:: WORK TO DO ::
Which lines in the entries below contain the word "white"? List each of them in full.

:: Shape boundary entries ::
....
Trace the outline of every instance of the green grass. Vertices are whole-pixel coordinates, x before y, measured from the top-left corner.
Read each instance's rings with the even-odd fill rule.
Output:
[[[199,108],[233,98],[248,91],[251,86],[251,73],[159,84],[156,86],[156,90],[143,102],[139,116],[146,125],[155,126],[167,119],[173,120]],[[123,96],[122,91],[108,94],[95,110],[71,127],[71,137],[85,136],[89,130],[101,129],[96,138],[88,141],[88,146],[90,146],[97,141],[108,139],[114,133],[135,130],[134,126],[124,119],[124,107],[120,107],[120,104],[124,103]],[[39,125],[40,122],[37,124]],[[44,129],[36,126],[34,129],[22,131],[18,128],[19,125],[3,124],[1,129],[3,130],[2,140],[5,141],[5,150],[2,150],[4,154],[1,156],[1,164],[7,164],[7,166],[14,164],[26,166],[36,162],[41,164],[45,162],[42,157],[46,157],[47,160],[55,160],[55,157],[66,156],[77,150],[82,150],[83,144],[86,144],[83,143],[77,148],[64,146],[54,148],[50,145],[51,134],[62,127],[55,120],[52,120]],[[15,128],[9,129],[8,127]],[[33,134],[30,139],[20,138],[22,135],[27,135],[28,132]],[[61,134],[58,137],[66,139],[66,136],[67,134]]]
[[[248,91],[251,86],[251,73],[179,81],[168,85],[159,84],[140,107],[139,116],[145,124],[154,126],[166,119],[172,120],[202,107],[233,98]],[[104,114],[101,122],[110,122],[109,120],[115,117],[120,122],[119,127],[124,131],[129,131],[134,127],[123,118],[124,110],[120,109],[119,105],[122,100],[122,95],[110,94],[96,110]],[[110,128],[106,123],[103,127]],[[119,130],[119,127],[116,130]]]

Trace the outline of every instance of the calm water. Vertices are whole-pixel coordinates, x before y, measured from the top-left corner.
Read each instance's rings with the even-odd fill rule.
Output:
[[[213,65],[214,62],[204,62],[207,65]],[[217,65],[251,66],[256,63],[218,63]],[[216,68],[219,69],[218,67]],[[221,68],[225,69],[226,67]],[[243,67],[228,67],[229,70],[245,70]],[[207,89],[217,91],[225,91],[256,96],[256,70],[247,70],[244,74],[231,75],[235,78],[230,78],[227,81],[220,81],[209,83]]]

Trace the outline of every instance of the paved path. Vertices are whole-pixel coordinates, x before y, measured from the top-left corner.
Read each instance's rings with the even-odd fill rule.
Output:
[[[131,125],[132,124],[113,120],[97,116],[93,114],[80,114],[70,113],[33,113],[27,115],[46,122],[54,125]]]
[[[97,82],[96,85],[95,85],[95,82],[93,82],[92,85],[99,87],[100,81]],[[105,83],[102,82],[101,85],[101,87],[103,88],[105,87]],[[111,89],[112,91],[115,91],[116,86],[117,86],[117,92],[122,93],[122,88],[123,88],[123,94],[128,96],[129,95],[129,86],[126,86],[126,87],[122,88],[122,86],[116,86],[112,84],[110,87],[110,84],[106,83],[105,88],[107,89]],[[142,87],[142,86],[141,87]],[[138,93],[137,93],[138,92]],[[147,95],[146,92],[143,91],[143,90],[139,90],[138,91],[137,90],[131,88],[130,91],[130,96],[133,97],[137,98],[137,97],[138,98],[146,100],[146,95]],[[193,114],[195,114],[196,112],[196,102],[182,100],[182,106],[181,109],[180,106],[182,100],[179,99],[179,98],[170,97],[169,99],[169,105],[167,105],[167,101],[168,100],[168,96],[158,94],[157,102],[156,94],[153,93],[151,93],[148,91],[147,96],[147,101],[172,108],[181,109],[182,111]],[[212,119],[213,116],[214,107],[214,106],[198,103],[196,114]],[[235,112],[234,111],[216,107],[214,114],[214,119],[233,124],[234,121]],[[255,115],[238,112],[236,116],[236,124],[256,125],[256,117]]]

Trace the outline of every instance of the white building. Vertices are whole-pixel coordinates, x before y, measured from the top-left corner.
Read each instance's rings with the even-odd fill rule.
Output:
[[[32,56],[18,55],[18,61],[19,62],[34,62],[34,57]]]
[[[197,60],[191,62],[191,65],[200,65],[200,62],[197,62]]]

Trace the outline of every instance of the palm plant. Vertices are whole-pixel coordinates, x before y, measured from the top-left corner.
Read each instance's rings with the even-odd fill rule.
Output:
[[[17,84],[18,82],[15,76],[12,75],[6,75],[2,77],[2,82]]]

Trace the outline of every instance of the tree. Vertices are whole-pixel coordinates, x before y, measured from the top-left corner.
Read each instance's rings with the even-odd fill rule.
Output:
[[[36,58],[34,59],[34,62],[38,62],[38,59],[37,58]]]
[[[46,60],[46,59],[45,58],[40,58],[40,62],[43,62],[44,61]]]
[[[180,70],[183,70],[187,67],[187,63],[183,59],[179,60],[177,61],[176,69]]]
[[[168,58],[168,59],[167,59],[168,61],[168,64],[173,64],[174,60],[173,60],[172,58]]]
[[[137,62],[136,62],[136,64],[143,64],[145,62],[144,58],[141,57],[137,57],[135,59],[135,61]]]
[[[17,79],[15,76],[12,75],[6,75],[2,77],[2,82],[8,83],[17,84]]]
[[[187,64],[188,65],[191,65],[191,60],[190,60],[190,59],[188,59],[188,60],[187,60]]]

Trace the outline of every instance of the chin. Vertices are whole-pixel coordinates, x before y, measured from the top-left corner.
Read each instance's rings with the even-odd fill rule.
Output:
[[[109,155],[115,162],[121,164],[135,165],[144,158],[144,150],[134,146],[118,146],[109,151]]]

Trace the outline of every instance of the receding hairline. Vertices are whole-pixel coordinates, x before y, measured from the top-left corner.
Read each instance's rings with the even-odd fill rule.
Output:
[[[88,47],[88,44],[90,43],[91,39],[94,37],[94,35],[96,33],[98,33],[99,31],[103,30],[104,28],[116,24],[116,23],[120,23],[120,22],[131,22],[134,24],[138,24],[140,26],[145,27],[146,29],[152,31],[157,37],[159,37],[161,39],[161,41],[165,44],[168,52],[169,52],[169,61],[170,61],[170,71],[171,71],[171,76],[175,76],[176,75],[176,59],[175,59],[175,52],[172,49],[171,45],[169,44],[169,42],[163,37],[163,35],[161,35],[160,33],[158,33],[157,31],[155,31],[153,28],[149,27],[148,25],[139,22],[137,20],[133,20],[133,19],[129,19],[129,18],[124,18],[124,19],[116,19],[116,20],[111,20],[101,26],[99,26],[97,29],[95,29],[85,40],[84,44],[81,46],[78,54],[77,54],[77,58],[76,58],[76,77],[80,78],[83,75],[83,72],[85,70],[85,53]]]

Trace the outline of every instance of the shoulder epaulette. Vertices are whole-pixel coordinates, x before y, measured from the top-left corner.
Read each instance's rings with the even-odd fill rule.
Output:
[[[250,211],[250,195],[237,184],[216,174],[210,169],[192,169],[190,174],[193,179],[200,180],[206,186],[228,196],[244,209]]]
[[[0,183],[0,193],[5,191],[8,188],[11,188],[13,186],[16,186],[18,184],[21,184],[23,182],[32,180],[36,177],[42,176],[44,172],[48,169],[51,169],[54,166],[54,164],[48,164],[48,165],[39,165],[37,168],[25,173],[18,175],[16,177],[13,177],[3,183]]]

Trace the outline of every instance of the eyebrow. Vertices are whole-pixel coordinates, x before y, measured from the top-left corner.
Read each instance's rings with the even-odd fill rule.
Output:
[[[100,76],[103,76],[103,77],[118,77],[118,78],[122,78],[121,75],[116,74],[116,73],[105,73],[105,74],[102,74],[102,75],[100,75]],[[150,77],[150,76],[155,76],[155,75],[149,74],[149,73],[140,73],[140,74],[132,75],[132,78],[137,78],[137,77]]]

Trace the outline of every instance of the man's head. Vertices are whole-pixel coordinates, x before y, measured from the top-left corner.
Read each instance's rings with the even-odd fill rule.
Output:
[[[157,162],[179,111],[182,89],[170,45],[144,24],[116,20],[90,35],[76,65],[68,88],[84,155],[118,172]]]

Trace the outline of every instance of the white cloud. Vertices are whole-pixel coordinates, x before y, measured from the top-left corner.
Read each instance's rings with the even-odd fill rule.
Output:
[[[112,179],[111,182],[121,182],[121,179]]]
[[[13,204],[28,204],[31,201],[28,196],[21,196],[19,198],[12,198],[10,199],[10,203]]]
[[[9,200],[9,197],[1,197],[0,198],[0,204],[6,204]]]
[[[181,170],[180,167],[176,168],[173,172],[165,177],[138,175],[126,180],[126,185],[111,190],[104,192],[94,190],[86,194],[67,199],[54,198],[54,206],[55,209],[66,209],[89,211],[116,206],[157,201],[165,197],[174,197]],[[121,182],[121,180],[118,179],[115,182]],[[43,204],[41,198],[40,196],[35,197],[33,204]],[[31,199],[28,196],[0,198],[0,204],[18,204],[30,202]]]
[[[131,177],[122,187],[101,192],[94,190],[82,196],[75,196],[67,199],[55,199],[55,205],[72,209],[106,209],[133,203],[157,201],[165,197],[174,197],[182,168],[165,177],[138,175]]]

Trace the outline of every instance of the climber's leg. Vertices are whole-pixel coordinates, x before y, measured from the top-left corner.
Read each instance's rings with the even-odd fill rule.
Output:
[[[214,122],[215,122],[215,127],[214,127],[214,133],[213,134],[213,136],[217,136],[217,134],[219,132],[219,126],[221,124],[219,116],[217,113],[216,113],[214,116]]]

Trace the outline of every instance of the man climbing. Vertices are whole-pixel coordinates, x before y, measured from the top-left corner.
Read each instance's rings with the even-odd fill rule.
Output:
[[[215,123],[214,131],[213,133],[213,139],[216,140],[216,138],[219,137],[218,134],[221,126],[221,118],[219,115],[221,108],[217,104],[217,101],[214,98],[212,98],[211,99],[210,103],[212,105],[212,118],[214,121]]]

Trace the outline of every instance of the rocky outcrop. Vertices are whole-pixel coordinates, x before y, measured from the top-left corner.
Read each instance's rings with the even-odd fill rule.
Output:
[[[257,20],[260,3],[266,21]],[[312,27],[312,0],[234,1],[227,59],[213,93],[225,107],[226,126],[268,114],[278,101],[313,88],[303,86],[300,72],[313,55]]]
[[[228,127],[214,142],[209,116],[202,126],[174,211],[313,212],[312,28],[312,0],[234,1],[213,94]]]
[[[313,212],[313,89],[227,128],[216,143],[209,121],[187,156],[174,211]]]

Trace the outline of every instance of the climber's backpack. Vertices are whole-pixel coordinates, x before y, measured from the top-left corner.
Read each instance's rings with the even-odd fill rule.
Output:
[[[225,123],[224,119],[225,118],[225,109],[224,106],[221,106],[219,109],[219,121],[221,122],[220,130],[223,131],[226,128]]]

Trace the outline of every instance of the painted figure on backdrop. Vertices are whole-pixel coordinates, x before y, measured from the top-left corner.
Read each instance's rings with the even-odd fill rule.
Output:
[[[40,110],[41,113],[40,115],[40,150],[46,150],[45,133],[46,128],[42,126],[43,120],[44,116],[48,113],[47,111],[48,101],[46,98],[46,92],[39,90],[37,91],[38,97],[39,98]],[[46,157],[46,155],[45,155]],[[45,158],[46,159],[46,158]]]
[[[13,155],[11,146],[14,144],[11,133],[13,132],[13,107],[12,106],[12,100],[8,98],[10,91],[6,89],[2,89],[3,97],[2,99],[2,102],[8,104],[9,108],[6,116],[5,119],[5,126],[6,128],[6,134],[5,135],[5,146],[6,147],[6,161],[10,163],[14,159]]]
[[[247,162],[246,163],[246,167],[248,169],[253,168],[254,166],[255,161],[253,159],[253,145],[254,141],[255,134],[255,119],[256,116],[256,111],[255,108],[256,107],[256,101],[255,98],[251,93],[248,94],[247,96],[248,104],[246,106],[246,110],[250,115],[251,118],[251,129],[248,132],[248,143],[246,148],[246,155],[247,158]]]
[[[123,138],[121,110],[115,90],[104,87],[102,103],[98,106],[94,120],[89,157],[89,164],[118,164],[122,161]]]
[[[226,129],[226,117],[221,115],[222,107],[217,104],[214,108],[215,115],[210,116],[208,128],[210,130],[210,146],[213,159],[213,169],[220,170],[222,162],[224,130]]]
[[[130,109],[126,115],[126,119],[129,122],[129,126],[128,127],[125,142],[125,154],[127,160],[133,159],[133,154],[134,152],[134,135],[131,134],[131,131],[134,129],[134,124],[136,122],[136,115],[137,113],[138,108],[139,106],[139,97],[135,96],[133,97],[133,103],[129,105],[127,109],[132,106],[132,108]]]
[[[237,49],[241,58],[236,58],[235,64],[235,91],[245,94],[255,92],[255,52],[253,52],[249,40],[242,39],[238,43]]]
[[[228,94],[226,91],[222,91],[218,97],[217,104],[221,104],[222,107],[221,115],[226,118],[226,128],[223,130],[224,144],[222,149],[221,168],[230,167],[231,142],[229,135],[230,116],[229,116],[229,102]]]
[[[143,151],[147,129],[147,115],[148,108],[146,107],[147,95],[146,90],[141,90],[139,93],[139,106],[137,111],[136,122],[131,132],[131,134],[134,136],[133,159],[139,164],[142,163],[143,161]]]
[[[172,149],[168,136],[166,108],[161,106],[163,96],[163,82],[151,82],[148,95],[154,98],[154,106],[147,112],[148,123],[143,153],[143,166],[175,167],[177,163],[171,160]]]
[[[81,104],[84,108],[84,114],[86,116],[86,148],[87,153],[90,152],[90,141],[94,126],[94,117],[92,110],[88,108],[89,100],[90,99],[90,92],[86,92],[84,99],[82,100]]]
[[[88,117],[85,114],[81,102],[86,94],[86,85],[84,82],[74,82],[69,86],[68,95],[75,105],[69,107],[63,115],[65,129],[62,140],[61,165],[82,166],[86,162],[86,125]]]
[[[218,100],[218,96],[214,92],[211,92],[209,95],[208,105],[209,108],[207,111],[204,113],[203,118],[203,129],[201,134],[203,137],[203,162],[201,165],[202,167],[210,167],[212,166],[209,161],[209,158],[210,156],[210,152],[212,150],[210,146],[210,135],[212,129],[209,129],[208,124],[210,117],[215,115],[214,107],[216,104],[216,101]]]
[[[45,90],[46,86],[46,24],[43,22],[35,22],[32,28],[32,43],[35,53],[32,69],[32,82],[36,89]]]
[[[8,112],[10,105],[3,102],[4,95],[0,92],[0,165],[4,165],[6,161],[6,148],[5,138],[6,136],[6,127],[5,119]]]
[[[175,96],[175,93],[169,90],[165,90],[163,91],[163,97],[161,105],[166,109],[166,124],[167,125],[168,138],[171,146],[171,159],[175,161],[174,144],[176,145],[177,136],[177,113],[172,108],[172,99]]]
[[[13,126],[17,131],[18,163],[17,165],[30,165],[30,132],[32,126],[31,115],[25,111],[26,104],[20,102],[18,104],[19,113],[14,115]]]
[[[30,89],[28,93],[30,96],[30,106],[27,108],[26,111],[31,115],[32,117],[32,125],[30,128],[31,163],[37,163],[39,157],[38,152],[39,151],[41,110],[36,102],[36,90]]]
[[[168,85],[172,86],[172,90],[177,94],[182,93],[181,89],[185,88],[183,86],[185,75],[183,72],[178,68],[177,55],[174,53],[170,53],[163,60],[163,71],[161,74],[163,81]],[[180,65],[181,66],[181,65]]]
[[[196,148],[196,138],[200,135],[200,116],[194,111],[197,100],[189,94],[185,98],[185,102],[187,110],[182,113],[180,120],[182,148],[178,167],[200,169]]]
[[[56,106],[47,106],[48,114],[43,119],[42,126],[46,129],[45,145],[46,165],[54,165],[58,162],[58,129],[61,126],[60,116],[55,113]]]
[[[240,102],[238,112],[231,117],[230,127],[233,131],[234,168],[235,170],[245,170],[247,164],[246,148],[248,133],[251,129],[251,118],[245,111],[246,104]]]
....
:: FINAL RESULT ::
Trace the outline of every instance of the white building. Vertices are whole-pixel coordinates, x before y, measured from the top-left corner.
Trace the outline of every instance of the white cloud. Vertices are whole-pixel coordinates, x before y, measured from the top-left corner.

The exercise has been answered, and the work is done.